■ YOUR GOAL:
Recast the lines below as a JSON list of strings, one string per line, leaving out any blank lines.
------------------------
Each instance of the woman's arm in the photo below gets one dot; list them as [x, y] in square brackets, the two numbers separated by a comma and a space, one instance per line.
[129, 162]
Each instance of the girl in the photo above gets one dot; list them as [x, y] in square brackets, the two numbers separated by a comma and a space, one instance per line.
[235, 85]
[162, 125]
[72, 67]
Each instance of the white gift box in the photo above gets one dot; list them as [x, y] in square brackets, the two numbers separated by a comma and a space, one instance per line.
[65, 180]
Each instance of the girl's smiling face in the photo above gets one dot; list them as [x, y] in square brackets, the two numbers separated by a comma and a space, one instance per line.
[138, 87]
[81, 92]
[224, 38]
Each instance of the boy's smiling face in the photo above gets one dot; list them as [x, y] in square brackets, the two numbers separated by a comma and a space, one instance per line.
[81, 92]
------------------------
■ PROBLEM SOLUTION:
[
  "Each instance of the woman's arm in the photo below gets one dot; list them as [x, y] in square brackets, the two numbers separated by a comma and a space, one instance per line.",
  "[129, 162]",
  "Each instance of the girl in the photo above gets one dot; list them as [x, y] in square brackets, the two numbers separated by a comma and a space, one instance per line.",
  "[235, 85]",
  "[162, 125]",
  "[72, 67]",
  "Each instance of the white gift box in the photo above gets one dot; list them as [x, y] in square brackets, the two numbers separated by a comma and a space, one instance per line.",
  "[65, 180]",
  "Each instance of the girl's smiling face in the photo above gets one dot; list them as [x, y] in square brackets, the two numbers separated by a comma and a space, one instance per line.",
  "[138, 87]",
  "[81, 92]",
  "[224, 38]",
  "Each instance of the boy's smiling face in the photo above gets one dot; list them as [x, y] in square brackets, the two numbers separated by a comma and a space, one instance per line.",
  "[81, 92]"
]